SUPPLIED MATERIAL start

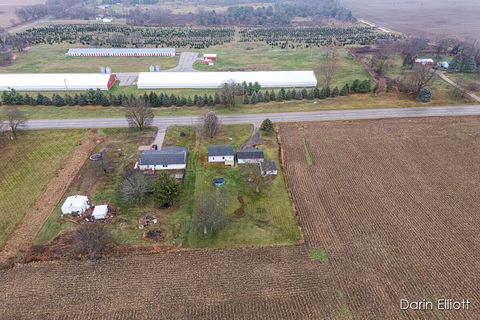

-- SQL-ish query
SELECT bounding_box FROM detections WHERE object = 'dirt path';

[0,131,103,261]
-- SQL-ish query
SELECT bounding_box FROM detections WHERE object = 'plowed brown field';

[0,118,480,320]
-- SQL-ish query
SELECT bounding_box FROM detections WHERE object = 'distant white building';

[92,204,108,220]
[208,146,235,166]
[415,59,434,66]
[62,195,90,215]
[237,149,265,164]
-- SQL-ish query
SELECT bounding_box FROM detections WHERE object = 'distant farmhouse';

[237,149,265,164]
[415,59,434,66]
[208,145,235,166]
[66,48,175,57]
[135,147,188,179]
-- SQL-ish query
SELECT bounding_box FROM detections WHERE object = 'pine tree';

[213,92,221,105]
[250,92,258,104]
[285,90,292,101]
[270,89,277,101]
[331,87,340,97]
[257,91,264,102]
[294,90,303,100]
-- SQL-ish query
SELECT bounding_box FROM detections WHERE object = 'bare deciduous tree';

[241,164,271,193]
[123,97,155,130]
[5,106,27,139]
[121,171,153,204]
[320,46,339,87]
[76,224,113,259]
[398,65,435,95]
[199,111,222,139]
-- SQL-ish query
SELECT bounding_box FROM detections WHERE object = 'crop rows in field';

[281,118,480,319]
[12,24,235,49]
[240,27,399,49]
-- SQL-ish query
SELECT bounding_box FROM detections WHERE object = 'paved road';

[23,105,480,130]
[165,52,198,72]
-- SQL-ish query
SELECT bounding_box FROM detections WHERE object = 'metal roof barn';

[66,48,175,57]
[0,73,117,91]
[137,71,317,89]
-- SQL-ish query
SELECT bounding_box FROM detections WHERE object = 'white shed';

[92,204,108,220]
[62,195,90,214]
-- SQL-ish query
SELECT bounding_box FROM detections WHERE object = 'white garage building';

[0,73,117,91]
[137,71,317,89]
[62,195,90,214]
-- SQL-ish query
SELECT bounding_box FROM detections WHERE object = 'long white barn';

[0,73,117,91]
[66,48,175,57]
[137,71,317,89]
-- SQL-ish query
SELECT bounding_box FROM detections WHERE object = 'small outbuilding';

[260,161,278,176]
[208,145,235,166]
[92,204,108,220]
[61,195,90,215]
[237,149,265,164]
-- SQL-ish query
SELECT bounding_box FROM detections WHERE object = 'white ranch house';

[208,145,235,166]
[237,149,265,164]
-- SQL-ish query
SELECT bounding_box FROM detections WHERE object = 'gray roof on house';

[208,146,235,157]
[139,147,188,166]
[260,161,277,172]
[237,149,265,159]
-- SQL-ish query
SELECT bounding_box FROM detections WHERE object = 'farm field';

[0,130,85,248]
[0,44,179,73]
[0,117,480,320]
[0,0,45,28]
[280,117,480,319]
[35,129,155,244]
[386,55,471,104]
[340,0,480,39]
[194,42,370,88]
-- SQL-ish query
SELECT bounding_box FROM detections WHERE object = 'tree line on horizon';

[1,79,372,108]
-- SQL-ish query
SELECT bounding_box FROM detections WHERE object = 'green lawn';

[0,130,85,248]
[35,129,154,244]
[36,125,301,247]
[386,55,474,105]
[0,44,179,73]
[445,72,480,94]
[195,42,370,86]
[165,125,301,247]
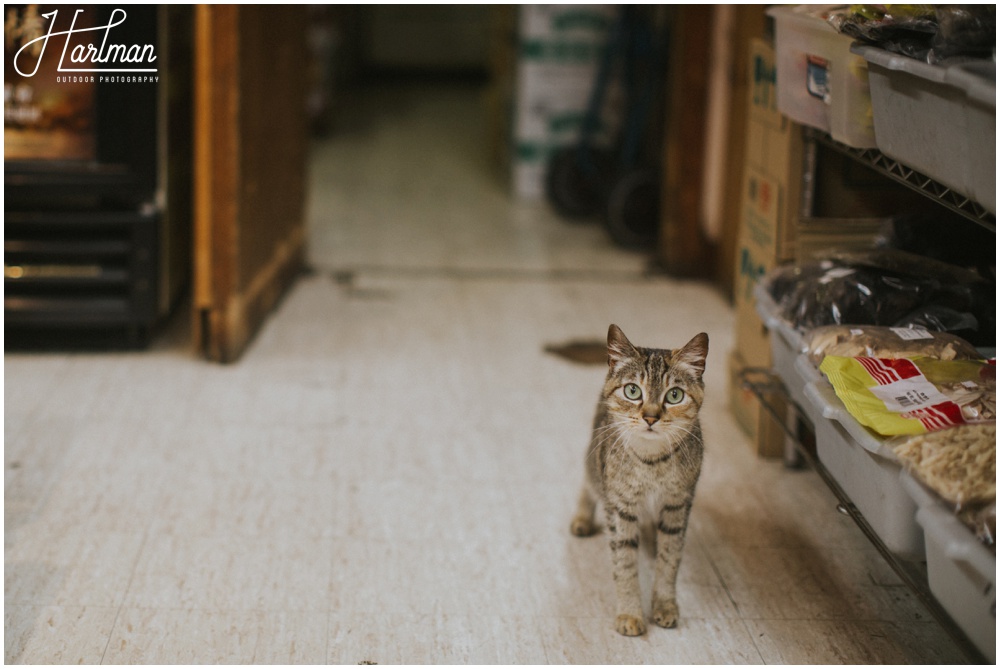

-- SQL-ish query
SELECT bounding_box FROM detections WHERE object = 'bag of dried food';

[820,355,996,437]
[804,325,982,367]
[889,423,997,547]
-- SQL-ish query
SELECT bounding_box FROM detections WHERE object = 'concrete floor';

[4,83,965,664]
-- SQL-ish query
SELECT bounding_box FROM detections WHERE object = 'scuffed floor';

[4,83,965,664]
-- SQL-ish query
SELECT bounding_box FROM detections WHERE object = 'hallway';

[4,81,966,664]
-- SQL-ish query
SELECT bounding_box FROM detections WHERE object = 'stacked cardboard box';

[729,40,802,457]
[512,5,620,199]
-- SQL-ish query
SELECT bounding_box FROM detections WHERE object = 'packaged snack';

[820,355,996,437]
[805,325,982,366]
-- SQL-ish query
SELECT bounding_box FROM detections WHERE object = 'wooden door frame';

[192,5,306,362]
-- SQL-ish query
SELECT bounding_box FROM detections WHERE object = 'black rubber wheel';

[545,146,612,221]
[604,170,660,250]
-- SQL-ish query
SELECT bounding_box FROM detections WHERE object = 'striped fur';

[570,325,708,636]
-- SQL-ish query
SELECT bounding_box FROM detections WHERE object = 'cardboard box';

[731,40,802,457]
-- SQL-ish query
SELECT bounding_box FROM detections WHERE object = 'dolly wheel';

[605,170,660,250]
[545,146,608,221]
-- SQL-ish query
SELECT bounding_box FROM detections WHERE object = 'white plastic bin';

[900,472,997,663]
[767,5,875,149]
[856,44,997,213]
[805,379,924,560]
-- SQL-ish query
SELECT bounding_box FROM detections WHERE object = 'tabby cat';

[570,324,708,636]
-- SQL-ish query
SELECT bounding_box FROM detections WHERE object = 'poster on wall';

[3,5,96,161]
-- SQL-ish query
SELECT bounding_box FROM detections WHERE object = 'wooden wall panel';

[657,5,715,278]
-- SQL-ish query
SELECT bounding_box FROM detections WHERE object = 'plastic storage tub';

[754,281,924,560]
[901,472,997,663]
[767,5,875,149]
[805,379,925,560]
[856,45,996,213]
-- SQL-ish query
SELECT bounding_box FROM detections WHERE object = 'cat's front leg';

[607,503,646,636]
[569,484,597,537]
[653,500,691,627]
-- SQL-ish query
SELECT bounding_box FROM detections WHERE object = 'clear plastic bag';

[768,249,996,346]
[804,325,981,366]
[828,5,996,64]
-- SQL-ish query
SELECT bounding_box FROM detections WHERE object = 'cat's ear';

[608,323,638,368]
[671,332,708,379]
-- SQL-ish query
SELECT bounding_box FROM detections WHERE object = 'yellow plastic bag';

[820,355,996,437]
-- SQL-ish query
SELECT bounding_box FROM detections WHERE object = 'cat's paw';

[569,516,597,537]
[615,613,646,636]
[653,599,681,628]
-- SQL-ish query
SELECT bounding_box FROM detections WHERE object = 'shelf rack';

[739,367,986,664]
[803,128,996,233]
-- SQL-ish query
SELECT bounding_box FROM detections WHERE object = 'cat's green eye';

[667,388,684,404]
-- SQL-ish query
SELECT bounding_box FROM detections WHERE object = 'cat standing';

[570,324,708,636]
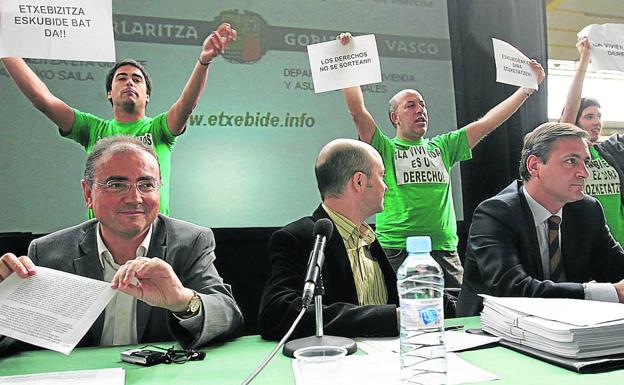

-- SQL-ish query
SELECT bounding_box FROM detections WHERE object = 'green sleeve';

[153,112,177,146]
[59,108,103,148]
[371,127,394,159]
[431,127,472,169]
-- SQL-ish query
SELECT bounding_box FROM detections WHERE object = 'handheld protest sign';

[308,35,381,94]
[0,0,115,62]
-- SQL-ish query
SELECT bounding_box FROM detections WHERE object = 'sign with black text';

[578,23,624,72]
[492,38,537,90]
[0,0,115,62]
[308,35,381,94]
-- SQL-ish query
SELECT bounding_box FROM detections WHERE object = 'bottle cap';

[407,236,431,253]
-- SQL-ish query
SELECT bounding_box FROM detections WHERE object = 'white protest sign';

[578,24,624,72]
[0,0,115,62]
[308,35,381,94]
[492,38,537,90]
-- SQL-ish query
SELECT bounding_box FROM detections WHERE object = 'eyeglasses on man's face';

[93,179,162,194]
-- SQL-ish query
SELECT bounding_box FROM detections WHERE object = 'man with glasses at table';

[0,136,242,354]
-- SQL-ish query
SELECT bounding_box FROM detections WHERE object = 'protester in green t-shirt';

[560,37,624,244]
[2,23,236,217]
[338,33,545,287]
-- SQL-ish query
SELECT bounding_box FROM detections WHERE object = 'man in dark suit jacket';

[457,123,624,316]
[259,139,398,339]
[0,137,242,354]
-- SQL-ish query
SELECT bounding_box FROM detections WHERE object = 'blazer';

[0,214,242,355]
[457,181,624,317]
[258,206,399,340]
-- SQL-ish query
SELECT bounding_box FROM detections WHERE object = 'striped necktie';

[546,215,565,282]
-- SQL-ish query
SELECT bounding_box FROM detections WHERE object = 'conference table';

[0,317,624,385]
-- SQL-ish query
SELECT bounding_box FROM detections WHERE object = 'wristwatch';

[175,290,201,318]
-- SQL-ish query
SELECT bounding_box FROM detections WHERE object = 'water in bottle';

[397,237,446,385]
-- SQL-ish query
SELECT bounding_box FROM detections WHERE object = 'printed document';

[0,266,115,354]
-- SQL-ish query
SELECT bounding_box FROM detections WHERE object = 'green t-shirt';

SUPPLIED MATERIAL end
SUPPLIED MATERIAL start

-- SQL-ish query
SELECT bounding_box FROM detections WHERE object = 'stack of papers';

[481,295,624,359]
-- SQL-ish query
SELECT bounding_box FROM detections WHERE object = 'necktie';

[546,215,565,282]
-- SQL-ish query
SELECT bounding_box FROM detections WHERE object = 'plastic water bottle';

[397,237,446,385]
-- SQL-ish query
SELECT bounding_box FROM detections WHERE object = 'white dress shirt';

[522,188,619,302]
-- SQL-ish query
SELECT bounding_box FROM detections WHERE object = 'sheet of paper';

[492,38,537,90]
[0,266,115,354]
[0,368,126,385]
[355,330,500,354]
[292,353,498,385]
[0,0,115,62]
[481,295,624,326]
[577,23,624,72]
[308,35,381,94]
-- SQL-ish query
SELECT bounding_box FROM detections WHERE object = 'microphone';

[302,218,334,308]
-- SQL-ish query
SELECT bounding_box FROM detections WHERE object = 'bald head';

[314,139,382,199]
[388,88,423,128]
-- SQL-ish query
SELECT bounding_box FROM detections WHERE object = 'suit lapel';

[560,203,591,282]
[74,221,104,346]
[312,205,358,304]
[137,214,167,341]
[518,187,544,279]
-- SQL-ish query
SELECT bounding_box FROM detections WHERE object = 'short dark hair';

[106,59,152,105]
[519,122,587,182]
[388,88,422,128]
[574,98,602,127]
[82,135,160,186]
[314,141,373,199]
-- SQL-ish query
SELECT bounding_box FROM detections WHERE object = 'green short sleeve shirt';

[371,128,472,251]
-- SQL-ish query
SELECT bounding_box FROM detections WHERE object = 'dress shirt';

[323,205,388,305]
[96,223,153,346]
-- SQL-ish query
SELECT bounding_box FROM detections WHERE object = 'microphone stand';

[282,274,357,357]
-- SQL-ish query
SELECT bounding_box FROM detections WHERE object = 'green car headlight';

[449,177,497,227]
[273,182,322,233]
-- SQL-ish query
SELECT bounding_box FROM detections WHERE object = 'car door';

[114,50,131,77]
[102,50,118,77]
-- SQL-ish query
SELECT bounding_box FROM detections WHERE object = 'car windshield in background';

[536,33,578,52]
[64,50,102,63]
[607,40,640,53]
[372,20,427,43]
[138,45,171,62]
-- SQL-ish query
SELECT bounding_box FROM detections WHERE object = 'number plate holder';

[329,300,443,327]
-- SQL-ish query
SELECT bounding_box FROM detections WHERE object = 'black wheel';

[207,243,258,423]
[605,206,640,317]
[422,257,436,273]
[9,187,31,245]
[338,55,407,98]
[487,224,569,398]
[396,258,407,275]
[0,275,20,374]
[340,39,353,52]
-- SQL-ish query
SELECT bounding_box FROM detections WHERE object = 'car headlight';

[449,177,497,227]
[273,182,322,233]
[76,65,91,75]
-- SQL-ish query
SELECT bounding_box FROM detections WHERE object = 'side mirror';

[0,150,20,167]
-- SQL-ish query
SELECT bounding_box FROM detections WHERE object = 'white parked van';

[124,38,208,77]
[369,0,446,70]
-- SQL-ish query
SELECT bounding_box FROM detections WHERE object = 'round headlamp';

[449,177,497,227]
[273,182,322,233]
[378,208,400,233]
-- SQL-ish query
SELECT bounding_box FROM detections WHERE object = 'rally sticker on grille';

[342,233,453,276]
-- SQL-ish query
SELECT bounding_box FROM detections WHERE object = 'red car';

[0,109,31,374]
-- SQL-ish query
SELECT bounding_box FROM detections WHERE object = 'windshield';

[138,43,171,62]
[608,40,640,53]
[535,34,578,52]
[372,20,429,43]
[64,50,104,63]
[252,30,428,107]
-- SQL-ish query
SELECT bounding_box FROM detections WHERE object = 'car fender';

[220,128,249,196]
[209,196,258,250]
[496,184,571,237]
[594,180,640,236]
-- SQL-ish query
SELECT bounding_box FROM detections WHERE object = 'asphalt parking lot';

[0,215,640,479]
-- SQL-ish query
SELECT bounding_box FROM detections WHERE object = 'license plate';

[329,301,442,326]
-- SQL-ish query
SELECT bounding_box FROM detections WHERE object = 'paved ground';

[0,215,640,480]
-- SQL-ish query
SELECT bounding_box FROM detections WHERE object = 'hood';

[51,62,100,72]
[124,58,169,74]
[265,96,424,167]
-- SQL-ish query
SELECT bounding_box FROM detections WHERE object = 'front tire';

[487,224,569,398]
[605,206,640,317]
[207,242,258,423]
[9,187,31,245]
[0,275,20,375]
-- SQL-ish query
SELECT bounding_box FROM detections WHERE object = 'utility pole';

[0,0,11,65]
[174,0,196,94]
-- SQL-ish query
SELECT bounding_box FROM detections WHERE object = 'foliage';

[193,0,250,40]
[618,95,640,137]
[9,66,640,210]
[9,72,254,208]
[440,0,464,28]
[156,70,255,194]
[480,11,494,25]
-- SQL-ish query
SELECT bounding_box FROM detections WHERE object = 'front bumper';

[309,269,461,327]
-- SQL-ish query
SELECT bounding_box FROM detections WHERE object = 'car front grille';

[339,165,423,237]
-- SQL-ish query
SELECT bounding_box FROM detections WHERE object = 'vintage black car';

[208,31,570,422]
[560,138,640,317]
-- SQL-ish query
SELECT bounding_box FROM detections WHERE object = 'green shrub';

SUPPLIED MATERIAL end
SUPPLIED MATERIAL start

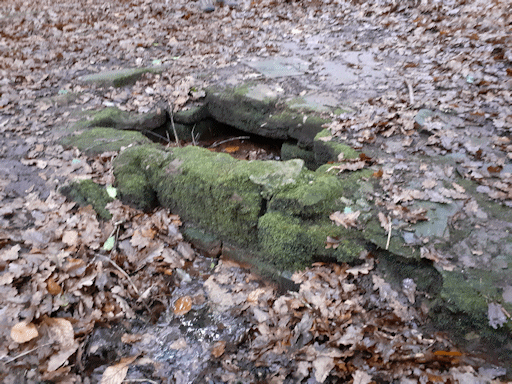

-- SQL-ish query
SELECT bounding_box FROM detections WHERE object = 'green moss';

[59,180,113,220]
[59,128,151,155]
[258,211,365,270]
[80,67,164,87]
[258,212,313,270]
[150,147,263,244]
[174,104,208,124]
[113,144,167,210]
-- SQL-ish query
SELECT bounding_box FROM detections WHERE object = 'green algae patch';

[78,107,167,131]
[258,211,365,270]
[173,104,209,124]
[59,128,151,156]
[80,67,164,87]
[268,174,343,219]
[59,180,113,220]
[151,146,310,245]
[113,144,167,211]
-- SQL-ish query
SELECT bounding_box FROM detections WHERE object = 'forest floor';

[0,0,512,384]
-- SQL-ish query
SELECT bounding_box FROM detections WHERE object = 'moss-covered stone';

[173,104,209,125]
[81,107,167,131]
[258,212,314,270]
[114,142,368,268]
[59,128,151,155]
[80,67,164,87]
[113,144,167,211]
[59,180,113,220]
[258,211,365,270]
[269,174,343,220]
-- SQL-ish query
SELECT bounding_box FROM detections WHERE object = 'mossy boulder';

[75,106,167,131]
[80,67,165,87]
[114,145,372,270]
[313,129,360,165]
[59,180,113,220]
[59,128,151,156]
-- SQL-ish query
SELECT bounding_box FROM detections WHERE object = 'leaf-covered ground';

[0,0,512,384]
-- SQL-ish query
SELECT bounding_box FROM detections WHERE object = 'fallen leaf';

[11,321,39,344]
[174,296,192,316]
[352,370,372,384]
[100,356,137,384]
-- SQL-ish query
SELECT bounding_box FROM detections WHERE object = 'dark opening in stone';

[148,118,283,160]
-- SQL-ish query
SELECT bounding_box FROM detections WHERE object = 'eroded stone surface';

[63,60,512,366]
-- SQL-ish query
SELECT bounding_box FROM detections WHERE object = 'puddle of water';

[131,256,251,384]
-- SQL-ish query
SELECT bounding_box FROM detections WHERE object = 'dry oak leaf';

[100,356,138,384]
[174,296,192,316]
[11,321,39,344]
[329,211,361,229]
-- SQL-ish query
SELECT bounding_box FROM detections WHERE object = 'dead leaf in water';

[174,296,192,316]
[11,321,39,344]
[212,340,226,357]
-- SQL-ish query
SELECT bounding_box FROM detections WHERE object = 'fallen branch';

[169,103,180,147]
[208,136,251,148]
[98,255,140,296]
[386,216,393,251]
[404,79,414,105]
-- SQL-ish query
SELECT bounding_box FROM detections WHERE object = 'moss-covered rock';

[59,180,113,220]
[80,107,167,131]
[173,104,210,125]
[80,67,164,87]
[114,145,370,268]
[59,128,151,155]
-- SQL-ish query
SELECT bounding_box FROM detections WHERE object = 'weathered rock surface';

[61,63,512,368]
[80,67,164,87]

SUPPLIED MATERIAL end

SHORT PROBLEM: Which lines in the records contain the string "rock"? Copy each one in full.

THE REPLY:
SELECT bounding_box FROM detections WHERE object = 'moss-covered rock';
SELECT bounding_box FROM detections WHERE object = 'weathered rock surface';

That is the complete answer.